= Excerpt to read =
Good Morning Australia!! - Australia's Navy ship builder has been hacked - A Pacific Island's desperate attempt to save its Coral reefs - The strange and gruesome death of a US mobster - And more in your CareerSpot Global News Briefs:

Australia defense ship builder Austral says it has been hacked.  The Western Australia-based company says the "unknown offenders" had accessed some staff email addresses and mobile phone numbers, and that some customers might be impacted as well.  A statement from Austal says that the hackers appeared to attempt to sell some of the stolen material online "and engage in extortion".  So far, Austral says no national security secrets were involved.

Palau will soon be the world's first nation to impose a widespread ban on sunscreens that contain chemicals that are highly toxic to marine life and can make coral more susceptible to bleaching.  This is hoped to protect coral reefs which are already under pressure around the world because of global warming.  Palau President Tommy Remengesau said the ban - which comes into force in 2020 - will slap $1,000 fines on retailers who violated the law by selling these sunscreens.  "The power to confiscate sunscreens should be enough to deter their non-commercial use, and these provisions walk a smart balance between educating tourists and scaring them away," said Mr. Remengesau.

A judge in Peru ordered opposition leader Keiko Fujimori back to jail for as much as three years as she awaits her trial on corruption charges.  Prosecutors say the lawmakers and two-time conservative presidential candidate took bribes from the Brazilian construction giant Odebrecht - implicated in pay-to-play schemes on four continents - to steer contracts its way.  The judge ruled that Ms. Fujimori led a "suspected criminal organization which began to interfere with the justice system" and is a flight risk.  Her father, former 1990s dictator Alberto Fujimori, famously fled the country at the end of his murderous reign and resigned by fax from Japan, where his parents were born.  He later returned and last month, Peru's supreme court revoked a medical pardon and ordered him back to prison to serve out a 25-year sentence for crimes against humanity.

The US has charged two former Goldman Sachs bankers and Malaysian financier Jho Low in connection with the massive corruption at Malaysia's 1MDB investment fund.  The US Justice Department says the men stole millions and millions of dollars from the fund; one banker pleaded guilty, one was arrested, but Mr. Low remains at large.  Although these are the first US charges from the scandal, the corruption at 1MBD brought down Malaysia's previous prime minister and his wife, who face numerous charges at home.

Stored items

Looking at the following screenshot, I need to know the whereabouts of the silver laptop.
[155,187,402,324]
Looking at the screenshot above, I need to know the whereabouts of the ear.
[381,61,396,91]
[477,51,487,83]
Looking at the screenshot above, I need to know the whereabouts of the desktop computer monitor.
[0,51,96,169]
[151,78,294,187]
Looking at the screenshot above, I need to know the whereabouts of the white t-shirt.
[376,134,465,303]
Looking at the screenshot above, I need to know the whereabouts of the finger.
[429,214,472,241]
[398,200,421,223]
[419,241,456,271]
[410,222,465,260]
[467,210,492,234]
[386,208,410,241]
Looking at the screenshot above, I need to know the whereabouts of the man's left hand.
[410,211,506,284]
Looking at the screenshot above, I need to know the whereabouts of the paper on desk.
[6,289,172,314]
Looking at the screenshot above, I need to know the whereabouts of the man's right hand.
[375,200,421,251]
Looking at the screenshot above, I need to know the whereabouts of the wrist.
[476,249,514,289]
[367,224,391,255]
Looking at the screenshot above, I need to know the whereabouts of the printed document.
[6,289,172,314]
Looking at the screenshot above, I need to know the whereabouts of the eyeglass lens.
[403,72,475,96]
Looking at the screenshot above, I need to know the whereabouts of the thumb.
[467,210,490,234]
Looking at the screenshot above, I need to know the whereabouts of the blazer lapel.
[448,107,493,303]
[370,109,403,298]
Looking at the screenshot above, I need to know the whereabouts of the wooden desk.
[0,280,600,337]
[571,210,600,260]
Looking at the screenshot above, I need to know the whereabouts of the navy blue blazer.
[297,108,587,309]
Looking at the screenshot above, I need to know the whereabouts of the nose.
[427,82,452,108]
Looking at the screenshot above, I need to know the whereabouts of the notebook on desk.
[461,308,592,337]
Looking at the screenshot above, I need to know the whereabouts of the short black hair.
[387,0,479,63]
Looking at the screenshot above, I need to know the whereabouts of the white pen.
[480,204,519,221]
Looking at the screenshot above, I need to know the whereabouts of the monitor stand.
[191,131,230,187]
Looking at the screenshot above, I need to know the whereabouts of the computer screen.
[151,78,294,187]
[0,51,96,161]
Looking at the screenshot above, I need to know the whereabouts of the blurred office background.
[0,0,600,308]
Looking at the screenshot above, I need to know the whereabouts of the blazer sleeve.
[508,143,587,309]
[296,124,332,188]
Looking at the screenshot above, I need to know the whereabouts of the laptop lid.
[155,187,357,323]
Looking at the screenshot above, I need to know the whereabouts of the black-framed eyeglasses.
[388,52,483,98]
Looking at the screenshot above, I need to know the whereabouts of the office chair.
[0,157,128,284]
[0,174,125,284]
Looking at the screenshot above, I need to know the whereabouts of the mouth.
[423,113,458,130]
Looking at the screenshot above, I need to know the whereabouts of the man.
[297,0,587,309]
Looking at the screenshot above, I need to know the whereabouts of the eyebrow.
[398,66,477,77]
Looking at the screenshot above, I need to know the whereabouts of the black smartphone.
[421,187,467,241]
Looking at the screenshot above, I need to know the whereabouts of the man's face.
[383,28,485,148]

= Brief 1 =
Do these statements agree with the news briefs? For each, answer yes or no and quote the deciding words from the briefs.
(a) Palau's sunscreen ban comes into force in 2020.
(b) Jho Low has been arrested.
(c) Alberto Fujimori resigned by fax from Japan.
= Brief 2 =
Can you carry the news briefs forward by writing the next brief, starting after the item on Malaysia's 1MDB investment fund?

= Response area 1 =
(a) Yes: "which comes into force in 2020"
(b) No: "but Mr. Low remains at large"
(c) Yes: "resigned by fax from Japan"

= Response area 2 =
A Lion Air pilot had problems with a brand-new 737-MAX a day before it crashed into the Java Sea north of Jakarta killing all 189 people on board.  Prior to the disaster, a Jakarta Airport official confirms that the earlier pilot wanted to turn back to Bali because of a technical problem; they were overcome and he continued to Jakarta.  The next morning, the same plane had problems from take-off, according to some witnesses, and plunged into the water some 13 minutes later.  One of the "blackbox" flight recorders has been recovered.

Ethiopia MPs unanimously approved human rights lawyer Meaza Ashenafi to head the country's Supreme Court.  She's the first woman to hold the position.  "I am so happy that the glass ceiling is shattered and my daughters can dream of becoming anyone they want to be in Ethiopia," said Ms. Meaza.  It's the latest in a serious of moves to make Ethiopian government more inclusive:  last month, Prime Minister Abiy appointed a cabinet with half the posts taken up by women, and the ceremonial post of President for the first time went to a woman, Sahle-Work Zewde. 

And now the gross stuff..

The murder of 89-year old mob boss James "Whitey" Bulger in a US federal prison in West Virginia was sketchier - and more disgusting - than originally thought.  Somehow, the killers were able to get to the wheelchair-bound convict and wheel him away from surveillance cameras without guards noticing or getting involved.  Then the killers viciously beat him with a "lock in a sock" - some sort of heavy metal object in a sock that is used as a weapon - until he was unrecognizable, tried to cut out his eyes and tongue, and wrapped him in a blanket where he went unnoticed for a few hours until guards checked in on the old man in the morning. 

Bulger was revered among many criminals for eluding capture for 16 years, but he was reviled in certain organized crime circles because he fed tips about rival thugs to the FBI, which did his dirty work for him.  One of the inmates suspected of killing Bulger is a convicted hit man from the same South Boston area where Bulger was a mob boss in the 1970s and '80s.  It is unclear why Bulger was transferred into US Penitentiary Hazleton where he was killed, after being housed without issues in Arizona and Oklahoma.  It is also known that US lawmakers had recently written letters to US Attorney General Jeff Sessions about Hazleton about its notorious violence.